Rudo y Cursi (Spanish, literally, "Rough and Corny") is a 2008 Mexican comedy film starring Diego Luna, Gael García Bernal and Guillermo Francella. It is directed by Carlos Cuarón and produced by Cha Cha Cha Films. It is Carlos Cuarón's first full-length movie.

Synopsis 
In the fictional farming village of Tachatlán, in the Cihuatlán Valley of Jalisco, Mexico, young men dream of escaping the drudgery of the banana plantations. Two of them, a pair of half-brothers, play in local football matches. Tato is the star striker and Beto is the eccentric goalkeeper. During one match, they are spotted by a talent scout and he offers one of them the opportunity to go to Mexico City with him and try out for one of the country's big teams. As the scout's roster is already full, he says he can only take one of the brothers and they decide to settle it on a penalty shot. Tato scores the penalty against his brother, therefore earning the right to head to the capital.

Cast 
 Gael García Bernal as Tato "Cursi" Verdusco
 Diego Luna as Beto "Rudo" Verdusco
 Guillermo Francella as Darío "Batuta" Vidali
 Dolores Heredia as Elvira
 Joaquín Cosio as Arnulfo
 Adriana Paz as Toña

Production
Carlos Cuarón first formed the idea for the film while on a promotional tour for Y tu mamá también. He initially planned for only one character, but later decided to include a brother.

> **Challenge 1**: In the Rudo y Cursi film entry, why does the talent scout offer the chance to go to Mexico City to only one of the half-brothers? Answer in one to three sentences.
> **Challenge 2**: Resume the Rudo y Cursi film entry, starting right after its final sentence.

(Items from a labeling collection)
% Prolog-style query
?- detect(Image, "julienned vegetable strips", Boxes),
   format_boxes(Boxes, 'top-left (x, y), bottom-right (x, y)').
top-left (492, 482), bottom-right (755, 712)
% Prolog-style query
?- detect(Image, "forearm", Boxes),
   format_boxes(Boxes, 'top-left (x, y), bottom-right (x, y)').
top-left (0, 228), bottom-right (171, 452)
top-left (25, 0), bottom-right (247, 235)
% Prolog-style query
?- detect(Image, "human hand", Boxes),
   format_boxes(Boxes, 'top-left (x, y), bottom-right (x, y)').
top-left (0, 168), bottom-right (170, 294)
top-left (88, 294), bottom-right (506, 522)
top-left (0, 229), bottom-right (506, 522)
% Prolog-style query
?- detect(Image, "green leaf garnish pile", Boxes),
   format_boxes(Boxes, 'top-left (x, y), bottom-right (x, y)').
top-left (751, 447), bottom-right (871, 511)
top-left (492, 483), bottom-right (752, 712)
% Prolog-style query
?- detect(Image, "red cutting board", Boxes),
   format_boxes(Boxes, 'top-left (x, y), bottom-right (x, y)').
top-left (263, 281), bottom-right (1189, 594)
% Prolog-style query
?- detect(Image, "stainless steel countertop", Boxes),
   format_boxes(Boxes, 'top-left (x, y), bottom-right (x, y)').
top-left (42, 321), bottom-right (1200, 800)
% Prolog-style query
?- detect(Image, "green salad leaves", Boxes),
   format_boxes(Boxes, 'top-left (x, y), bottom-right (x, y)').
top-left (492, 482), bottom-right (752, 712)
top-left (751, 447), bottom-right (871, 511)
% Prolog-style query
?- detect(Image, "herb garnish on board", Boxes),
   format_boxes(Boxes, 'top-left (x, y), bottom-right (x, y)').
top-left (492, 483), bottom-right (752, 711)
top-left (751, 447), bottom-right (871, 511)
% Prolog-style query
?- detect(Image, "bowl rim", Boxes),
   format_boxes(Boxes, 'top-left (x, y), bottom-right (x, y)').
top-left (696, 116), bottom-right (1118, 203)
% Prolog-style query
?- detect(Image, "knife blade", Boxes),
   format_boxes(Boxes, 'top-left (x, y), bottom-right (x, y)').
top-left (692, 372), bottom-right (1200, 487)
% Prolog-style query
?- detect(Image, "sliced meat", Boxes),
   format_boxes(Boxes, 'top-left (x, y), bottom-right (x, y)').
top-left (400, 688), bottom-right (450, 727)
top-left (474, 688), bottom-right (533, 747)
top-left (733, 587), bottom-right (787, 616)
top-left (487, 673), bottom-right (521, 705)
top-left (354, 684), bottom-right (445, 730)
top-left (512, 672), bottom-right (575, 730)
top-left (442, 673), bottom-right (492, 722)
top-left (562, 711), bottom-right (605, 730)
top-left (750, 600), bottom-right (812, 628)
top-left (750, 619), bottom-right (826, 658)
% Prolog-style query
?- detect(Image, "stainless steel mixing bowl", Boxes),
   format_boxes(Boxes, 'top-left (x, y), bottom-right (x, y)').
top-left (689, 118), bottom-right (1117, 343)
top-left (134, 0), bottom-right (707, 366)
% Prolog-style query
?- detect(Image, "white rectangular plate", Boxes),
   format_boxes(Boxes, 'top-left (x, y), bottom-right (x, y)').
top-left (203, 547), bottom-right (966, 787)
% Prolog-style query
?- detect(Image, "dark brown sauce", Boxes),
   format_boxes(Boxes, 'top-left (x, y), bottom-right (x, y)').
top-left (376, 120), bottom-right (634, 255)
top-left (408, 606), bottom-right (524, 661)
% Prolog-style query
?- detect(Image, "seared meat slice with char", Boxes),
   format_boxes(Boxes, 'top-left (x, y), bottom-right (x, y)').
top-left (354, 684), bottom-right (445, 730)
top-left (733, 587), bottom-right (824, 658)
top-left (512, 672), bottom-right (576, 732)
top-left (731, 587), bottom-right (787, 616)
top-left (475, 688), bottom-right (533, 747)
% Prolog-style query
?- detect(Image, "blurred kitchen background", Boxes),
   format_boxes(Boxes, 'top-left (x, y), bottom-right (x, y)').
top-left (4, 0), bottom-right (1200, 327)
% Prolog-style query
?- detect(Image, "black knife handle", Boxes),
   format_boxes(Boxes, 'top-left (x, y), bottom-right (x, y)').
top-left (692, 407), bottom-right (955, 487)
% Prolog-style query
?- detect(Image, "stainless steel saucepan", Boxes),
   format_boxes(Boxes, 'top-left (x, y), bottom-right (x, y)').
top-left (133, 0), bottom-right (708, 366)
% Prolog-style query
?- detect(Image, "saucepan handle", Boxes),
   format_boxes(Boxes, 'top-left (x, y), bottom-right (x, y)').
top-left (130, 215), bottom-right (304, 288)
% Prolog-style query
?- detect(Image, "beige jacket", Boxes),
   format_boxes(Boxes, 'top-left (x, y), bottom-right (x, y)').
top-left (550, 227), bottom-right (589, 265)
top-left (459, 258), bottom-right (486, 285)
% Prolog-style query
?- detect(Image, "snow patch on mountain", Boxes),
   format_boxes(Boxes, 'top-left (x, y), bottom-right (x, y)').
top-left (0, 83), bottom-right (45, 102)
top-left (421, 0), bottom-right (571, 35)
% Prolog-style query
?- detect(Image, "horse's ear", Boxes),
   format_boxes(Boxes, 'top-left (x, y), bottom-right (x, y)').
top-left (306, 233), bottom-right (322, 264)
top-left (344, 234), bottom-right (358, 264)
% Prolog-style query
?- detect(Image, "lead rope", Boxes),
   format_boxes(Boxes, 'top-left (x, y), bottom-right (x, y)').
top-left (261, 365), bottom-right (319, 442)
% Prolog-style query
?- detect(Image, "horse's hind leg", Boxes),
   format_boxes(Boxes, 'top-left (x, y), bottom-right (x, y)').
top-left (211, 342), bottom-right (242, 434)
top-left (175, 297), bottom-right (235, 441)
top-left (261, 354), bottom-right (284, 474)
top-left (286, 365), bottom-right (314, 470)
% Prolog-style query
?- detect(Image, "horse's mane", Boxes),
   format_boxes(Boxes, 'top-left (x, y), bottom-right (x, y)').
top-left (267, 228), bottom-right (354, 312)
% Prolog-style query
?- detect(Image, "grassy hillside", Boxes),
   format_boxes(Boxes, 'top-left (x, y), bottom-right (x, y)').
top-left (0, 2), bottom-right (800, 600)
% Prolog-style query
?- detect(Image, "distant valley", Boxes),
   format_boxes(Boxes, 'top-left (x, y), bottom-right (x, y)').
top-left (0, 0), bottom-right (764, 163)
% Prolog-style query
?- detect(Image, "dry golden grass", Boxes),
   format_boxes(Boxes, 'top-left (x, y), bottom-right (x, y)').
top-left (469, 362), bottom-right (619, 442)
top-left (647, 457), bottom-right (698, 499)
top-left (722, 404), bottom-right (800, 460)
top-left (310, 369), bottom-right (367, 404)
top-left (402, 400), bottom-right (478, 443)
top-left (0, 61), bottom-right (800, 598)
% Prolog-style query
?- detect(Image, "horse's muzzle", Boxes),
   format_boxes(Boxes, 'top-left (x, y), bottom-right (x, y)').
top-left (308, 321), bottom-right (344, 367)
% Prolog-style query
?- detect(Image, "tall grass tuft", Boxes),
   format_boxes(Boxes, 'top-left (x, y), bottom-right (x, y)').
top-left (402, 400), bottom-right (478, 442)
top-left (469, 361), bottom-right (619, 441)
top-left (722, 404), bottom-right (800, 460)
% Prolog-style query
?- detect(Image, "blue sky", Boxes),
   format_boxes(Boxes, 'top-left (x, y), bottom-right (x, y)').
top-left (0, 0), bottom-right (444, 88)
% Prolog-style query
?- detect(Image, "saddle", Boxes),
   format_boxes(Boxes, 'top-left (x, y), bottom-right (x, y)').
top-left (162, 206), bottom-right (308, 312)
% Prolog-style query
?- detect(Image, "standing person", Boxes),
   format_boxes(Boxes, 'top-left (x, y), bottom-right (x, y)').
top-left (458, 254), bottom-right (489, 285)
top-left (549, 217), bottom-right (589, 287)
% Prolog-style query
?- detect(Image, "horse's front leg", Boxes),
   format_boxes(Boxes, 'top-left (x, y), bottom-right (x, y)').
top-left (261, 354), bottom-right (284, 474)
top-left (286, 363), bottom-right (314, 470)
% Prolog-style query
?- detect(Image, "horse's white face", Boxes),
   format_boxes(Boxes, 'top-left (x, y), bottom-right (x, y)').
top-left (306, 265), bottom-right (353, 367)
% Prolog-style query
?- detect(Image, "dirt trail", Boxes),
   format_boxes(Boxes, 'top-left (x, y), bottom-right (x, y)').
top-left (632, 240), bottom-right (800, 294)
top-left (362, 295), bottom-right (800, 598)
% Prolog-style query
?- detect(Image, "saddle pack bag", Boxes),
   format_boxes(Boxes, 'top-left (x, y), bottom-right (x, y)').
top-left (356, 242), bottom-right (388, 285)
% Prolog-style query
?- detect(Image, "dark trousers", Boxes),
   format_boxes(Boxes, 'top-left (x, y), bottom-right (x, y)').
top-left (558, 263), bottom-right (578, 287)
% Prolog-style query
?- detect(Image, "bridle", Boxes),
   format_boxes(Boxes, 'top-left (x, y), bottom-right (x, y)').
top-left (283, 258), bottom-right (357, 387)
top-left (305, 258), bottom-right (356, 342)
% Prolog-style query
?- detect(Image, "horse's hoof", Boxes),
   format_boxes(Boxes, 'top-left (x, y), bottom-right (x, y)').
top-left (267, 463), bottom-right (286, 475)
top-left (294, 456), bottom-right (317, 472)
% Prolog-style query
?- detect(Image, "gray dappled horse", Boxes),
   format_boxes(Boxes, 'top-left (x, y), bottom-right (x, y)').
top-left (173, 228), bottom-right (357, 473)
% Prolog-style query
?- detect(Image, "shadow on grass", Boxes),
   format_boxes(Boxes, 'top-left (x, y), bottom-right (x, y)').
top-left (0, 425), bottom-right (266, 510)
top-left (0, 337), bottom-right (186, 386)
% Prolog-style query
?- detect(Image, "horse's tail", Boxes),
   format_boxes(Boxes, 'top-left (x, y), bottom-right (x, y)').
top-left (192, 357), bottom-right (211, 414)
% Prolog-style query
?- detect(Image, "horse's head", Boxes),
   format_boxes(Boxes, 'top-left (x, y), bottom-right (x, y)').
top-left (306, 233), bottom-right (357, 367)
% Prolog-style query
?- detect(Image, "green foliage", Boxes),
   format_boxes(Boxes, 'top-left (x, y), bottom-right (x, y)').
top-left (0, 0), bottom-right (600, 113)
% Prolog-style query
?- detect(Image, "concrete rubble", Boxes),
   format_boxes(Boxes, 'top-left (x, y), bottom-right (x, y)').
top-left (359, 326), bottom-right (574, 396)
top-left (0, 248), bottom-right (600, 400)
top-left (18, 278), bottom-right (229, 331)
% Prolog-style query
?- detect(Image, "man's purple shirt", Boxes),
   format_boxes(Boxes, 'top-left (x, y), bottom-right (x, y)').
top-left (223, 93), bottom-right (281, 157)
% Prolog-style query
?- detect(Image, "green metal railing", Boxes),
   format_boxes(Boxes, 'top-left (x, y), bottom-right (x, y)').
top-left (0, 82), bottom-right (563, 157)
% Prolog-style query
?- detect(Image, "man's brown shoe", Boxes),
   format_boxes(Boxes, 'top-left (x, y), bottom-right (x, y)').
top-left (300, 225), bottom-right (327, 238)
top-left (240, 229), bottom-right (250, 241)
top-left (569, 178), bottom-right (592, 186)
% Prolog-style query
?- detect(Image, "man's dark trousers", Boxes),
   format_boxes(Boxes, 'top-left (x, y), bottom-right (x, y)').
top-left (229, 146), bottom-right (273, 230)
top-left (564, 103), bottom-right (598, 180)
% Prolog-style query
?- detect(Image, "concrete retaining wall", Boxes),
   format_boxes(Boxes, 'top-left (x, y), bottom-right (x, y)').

> **Written answer 1**: The scout can take only one of the brothers because his roster is already full. The two settle who will go with a penalty shot, and Tato wins the right by scoring against Beto.

> **Written answer 2**:
Principal photography began in summer 2007 in Cihuatlán, Mexico. The banana plantation where the brothers work in the film is actually owned by the Cuarón family. For his role Bernal wore blonde extensions to lengthen his hair while Luna dyed his hair black and grew a mustache to play the older brother. Additional filming took place in México City and Toluca.

Release
Rudo y Cursi released in December 2008 in Mexico. It premiered internationally at the April 2009 San Francisco International Film Festival and was screened at the 2009 Sundance Film Festival and the Tribeca Film Festival. It was released generally, on a limited basis, on May 8, 2009. It was released on DVD and Blu-ray Disc on August 25, 2009.

Box office
Rudo y Cursi was very successful at the box office. It became the sixth top grossing Mexican movie of all time. In its first two weeks in the US, it earned $738,706 on 219 screens. It eventually grossed $9,264,208 in overseas earnings, bringing its worldwide total to $11,091,868.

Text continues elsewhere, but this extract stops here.